* _Work required_
Copy the records below word for word, beginning with the line that contains "horizontal siding as a single point per instance." and ending with the last line of the records. Include no other lines.

* begin Data rows *

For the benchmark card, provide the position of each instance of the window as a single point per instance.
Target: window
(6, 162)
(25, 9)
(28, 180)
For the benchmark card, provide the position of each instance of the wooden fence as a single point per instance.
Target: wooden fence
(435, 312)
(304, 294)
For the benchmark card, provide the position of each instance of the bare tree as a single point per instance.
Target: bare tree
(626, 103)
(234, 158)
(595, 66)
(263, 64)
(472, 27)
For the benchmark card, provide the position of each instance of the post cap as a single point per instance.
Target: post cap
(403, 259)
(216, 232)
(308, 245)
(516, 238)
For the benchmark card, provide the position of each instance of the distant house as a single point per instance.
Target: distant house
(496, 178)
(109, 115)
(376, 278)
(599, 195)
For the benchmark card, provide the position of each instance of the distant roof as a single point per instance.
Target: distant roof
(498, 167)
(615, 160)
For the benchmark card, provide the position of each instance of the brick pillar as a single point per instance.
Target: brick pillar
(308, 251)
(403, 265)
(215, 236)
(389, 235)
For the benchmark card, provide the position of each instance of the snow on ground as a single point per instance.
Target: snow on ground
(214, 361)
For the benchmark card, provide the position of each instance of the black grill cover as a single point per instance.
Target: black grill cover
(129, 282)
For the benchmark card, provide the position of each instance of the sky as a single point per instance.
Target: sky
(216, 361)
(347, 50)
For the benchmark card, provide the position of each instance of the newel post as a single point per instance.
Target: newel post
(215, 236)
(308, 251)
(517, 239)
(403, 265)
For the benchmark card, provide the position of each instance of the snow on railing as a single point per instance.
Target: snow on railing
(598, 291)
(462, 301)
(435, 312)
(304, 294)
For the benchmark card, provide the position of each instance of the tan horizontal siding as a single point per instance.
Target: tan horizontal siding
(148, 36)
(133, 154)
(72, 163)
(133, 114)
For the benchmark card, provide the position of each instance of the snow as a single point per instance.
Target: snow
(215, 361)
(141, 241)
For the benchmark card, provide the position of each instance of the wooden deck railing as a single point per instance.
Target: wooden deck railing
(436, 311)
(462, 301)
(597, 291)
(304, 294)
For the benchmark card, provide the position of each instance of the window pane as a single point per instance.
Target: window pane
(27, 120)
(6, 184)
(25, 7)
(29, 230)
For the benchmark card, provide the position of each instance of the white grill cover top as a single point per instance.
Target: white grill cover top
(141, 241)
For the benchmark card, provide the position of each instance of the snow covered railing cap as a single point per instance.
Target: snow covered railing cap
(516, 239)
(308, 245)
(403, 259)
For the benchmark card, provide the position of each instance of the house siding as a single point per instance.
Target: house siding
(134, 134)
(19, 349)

* end Data rows *

* _The completed task_
For the benchmark card, provide the position of each instance of the tan horizontal siding as a single point per instance.
Target: tan horizontal siding
(148, 36)
(133, 154)
(72, 163)
(133, 114)
For the benchmark card, provide the position of each instance of the snow as a single point per instance.
Target: snow
(215, 361)
(141, 241)
For the benchmark card, provide the position of each instance of the wooden deck railing as a single point per instance.
Target: wooden deck railing
(436, 311)
(462, 301)
(597, 291)
(304, 294)
For the benchmark card, provide the position of each instance of the window pane as a single point per instance.
Target: window pane
(27, 120)
(6, 184)
(25, 7)
(29, 230)
For the benchmark card, provide the position of each instance of the white grill cover top as a single point per instance.
Target: white grill cover top
(141, 241)
For the benchmark card, provide the position of each instance of the snow covered railing cap as a single point per instance.
Target: snow covered railing cap
(516, 239)
(308, 245)
(403, 259)
For the benchmark card, provide the position of each instance of the house siding as a single point per instance.
Target: house siding
(134, 134)
(19, 349)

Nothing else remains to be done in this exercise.